### What you are asked to do
Please print, word for word, every line from the one that contains "Expected output: the position of each instance of the navy" through the last line of the records, and nothing else.

########################################

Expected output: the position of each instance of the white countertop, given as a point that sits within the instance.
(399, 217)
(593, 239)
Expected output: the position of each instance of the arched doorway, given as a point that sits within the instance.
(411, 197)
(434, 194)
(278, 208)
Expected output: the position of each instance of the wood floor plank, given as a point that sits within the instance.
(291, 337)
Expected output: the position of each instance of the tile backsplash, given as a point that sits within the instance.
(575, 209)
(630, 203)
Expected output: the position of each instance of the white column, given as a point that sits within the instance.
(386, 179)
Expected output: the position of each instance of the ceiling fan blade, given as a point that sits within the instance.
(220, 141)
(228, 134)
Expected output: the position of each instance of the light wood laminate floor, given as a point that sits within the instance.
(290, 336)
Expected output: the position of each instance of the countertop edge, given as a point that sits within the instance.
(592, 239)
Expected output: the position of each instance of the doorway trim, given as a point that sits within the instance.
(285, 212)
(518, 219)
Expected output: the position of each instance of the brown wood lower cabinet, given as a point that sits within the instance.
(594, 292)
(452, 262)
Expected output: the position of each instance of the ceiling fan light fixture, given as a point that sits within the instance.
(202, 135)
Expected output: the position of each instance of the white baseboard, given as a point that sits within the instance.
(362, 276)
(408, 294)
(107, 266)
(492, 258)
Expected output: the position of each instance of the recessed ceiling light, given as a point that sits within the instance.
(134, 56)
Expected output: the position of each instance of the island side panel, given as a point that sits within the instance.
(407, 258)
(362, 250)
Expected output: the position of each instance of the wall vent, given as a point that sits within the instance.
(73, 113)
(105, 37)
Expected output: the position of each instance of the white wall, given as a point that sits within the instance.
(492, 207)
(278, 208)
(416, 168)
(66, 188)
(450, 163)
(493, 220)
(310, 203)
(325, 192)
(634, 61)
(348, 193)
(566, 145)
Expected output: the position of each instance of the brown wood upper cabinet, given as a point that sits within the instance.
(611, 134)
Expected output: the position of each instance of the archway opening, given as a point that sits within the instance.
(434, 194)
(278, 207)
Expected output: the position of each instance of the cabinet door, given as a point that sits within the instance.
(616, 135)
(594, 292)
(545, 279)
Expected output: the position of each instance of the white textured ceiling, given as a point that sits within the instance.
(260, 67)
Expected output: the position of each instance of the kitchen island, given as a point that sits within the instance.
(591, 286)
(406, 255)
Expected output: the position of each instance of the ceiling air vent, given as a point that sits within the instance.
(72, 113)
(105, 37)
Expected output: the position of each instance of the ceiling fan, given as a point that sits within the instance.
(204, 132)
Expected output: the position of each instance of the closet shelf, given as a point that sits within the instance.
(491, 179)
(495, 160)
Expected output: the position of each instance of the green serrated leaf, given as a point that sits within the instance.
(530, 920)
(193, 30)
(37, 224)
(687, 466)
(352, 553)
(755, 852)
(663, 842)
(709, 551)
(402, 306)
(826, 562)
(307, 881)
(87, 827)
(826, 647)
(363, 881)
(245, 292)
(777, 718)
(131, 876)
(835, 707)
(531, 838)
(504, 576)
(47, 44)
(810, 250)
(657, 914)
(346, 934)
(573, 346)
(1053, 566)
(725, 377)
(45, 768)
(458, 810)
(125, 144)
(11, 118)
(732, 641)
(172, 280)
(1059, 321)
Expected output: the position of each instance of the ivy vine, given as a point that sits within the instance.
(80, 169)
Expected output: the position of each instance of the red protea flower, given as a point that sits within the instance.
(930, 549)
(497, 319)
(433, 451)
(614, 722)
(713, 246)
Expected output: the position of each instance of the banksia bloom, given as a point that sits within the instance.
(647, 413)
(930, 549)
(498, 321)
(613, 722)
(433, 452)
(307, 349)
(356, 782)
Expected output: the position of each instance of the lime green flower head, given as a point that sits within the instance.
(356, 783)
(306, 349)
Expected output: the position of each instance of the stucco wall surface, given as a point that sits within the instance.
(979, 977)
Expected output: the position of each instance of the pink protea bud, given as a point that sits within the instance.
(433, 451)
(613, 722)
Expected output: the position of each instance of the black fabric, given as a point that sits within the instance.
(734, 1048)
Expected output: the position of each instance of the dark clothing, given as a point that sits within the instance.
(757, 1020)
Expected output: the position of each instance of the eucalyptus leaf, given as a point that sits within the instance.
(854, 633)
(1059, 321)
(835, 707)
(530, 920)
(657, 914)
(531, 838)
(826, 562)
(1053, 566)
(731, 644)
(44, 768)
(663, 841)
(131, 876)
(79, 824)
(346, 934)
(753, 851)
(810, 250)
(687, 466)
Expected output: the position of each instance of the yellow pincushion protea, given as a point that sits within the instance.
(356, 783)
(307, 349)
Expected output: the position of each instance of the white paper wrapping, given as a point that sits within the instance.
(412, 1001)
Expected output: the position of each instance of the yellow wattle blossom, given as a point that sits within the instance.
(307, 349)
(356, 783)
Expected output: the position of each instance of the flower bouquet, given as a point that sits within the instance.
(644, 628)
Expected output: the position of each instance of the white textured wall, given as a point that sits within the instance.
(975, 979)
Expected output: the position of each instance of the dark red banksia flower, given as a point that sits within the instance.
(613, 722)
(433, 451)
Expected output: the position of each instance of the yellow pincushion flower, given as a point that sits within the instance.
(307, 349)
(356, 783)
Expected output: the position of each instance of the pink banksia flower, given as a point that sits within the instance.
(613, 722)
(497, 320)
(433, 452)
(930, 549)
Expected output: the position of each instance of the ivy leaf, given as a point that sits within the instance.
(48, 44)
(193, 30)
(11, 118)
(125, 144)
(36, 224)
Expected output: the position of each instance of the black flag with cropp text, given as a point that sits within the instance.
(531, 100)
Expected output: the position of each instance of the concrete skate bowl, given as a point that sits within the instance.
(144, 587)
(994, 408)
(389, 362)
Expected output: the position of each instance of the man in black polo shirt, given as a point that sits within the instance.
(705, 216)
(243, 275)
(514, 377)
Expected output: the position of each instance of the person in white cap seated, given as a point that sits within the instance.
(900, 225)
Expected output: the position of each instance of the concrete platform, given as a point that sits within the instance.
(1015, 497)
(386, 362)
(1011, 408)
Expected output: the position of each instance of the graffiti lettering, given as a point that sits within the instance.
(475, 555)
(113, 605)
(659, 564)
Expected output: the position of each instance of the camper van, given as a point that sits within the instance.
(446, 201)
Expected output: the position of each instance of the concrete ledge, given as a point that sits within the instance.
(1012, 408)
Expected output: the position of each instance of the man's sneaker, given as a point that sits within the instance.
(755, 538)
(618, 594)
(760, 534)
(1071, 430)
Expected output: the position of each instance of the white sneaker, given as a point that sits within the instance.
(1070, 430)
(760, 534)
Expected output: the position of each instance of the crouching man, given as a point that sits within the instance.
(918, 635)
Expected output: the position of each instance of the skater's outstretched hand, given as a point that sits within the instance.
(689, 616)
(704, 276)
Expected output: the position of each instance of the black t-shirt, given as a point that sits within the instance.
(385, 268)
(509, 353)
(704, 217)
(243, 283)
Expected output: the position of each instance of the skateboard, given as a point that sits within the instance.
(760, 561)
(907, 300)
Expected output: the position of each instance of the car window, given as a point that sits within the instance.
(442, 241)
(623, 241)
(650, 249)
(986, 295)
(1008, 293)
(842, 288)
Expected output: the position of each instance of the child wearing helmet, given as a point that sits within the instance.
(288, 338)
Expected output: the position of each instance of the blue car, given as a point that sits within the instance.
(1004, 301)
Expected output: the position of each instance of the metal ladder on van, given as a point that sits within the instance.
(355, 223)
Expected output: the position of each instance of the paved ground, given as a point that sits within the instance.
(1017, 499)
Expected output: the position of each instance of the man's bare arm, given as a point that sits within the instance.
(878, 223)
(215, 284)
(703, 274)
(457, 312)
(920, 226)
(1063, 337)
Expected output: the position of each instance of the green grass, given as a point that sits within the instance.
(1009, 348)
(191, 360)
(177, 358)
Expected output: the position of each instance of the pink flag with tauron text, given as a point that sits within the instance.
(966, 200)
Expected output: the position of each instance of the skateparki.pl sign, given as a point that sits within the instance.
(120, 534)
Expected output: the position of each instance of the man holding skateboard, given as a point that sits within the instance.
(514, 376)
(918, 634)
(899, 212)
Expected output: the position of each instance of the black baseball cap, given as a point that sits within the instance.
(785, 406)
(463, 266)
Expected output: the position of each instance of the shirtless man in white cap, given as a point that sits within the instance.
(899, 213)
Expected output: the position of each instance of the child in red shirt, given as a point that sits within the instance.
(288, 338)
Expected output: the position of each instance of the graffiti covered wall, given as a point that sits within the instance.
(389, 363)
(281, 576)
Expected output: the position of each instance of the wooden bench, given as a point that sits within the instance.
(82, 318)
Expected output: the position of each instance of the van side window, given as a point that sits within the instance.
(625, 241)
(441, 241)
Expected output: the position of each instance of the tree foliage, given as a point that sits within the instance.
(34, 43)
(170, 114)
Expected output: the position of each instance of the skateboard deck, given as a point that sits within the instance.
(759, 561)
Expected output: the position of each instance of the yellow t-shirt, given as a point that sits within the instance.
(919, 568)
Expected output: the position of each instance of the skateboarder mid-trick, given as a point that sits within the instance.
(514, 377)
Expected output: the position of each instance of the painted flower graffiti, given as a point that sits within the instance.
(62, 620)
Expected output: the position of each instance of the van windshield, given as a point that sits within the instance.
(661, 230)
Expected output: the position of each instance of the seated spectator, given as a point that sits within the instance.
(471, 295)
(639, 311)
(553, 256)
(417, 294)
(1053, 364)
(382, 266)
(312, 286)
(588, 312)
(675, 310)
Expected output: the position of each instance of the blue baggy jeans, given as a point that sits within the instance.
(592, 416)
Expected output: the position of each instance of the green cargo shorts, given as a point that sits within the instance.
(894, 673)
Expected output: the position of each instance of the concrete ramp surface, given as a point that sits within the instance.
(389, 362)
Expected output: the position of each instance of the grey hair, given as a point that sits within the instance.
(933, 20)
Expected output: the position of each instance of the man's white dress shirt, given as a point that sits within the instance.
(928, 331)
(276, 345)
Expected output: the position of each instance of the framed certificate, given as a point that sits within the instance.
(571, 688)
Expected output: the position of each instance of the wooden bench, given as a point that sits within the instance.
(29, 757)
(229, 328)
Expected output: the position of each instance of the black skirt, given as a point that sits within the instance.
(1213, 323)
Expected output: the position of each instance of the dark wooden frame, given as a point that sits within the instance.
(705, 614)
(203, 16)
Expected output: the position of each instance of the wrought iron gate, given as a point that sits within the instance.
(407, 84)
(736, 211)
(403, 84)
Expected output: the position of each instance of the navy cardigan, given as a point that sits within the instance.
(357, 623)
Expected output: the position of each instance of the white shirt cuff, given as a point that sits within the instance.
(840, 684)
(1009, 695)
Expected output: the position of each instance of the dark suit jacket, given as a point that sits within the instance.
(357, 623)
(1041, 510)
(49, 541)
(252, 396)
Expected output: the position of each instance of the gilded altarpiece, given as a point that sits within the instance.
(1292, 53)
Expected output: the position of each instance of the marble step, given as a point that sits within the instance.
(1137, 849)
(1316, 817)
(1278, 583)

########################################

### Result of this exercise
Expected output: the position of each instance of the navy cardigan, given as a point that sits within the instance.
(357, 623)
Expected output: the position of each instance of the white shirt cuff, given as a point that sits within the instance.
(840, 684)
(1009, 695)
Expected output: the position of each instance of the dark suit jacket, given as a point that sits within the instance.
(357, 623)
(1041, 510)
(49, 541)
(252, 396)
Expected output: the position of each instance of the gilded altarpiece, given as a point that sits within the instance.
(1292, 53)
Expected output: the position of each instance of the marble step, given as a point that sits within the instance.
(1137, 849)
(1316, 817)
(1278, 583)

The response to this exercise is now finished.